• _Source extract_
╔══

May 30, 2018
"Daniel Mendelsohn is an internationally bestselling author, critic, essayist, and translator. Born in New York City in 1960, he received degrees in Classics from the University of Virginia and Princeton. After completing his PhD, he moved to New York City, where he began freelance writing full time; since 1991 he has been a prolific contributor of essays, reviews, and articles to many publications, particularly The New Yorker and The New York Review of Books."
His multi-award winning books include The Lost: A Search for Six of Six Million (2006); a memoir, The Elusive Embrace (1999); two collections of essays, How Beautiful It Is and How Easily It Can Be Broken (2008) and Waiting for the Barbarians: Essays From the Classics to Pop Culture (2012); a scholarly study of Greek tragedy, Gender and the City in Euripides’ Political Plays (2002); a two-volume translation of the poetry of C. P. Cavafy (2009), which included the first English translation of the poet’s “Unfinished Poems.

╚══

• _Entries provided_
╔══

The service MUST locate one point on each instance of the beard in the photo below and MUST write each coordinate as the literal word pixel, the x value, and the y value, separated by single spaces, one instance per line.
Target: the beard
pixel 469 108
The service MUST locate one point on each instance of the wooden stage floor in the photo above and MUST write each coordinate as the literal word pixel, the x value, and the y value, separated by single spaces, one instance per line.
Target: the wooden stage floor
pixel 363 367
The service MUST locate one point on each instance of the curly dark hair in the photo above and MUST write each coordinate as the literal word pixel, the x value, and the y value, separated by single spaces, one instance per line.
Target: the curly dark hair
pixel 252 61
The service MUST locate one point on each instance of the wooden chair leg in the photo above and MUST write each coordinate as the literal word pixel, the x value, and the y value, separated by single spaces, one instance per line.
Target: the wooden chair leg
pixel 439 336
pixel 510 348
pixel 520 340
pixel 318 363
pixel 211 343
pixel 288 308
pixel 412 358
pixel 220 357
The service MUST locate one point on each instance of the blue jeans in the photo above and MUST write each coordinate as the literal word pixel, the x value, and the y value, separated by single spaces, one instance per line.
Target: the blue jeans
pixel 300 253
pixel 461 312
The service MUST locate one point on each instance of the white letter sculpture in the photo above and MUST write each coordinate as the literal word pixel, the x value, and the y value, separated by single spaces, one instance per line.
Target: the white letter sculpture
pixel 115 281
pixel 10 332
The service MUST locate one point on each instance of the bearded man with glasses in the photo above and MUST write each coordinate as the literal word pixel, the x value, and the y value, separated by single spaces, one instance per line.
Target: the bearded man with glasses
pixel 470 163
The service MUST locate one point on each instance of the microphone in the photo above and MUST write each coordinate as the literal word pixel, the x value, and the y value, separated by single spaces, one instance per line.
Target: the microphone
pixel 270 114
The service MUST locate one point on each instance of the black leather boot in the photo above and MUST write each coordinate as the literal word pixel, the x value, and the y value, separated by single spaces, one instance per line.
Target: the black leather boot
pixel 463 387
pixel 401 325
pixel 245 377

╚══

• _Requirement_
Please continue the passage about Daniel Mendelsohn from the point where it ends.

• _Result for this exercise_
Daniel was in Montreal attending the Blue Met Literary Festival when we met to talk about, among other things, his book, An Odyssey: A Father, a Son, and an Epic (2017); the Greek view of the universe; disasters; Odysseus being a jerk; readers and texts; Homer, The Odyssey and anthropology; the fluidity of human identity, and its multiplex, relational nature; time; bored Gods; death and meaning; fathers; New Criticism; autobiography in criticism; being intelligent and interesting versus being right; robots and objectivity; self-knowledge and literature; open heart surgery; stupid good reviews; why memoir is such a strong form; Oprah and shared emotion; Cavafy; preserving culture; crazy families; truth, tragedy and myths; the Titanic, the Kennedys and glamour.